Winner of the New Statesman SPERI Prize in Political Economy 2016


Wednesday 7 March 2012

What have microfoundations ever done for us?

For those who do not know the reference, which I think is apposite, see here.

In my previous post on microfoundations I said I disagreed with Paul Krugman’s statement that “So as I see it, the whole microfoundations crusade is based on one predictive success some 35 years ago; there have been no significant payoffs since”. I should say why I disagree. Robert Waldmann has also challenged me along similar lines.
I think the two most important microfoundation led innovations in macro have been intertemporal consumption and rational expectations. I have already talked about the former in an earlier post, which focused on a UK specific puzzle in the late 1980s that I find difficult to address without an intertemporal consumption perspective. However I also think too strong an attachment to a very basic intertemporal view has blinded macro to some critical events in the last decade or so. (See John Muellbauer here, for example.) So let me focus on rational expectations. Again I could look at the UK in 1980/81 and talk about Dornbusch overshooting, but let me try and be less parochial.

▶ [Goal]: Transcribe everything in the post on microfoundations from "Winner of the" down to "apposite, see here.". The lines that come next play no part in this.

▶ [Material provided]:
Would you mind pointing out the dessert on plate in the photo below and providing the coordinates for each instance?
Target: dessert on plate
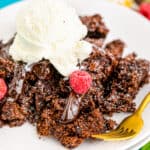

▶ [Answer for this exercise]:
Winner of the New Statesman SPERI Prize in Political Economy 2016


Wednesday 7 March 2012

What have microfoundations ever done for us?

For those who do not know the reference, which I think is apposite, see here.